■ What you will do:
Write each line of the material below as one string in a JSON list, skipping blank lines and leaving out the pictures.

============================================================

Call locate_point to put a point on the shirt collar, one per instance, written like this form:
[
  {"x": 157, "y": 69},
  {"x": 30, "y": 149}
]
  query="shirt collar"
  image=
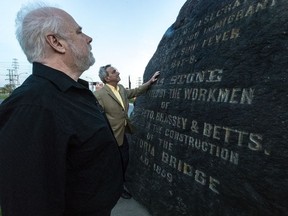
[{"x": 60, "y": 79}]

============================================================

■ Response:
[
  "Call locate_point to put a point on the shirt collar, one per instance, written like this form:",
  "[",
  "  {\"x\": 157, \"y\": 69},",
  "  {\"x\": 30, \"y\": 149}",
  "]",
  "  query=\"shirt collar\"",
  "  image=",
  "[{\"x\": 60, \"y\": 79}]"
]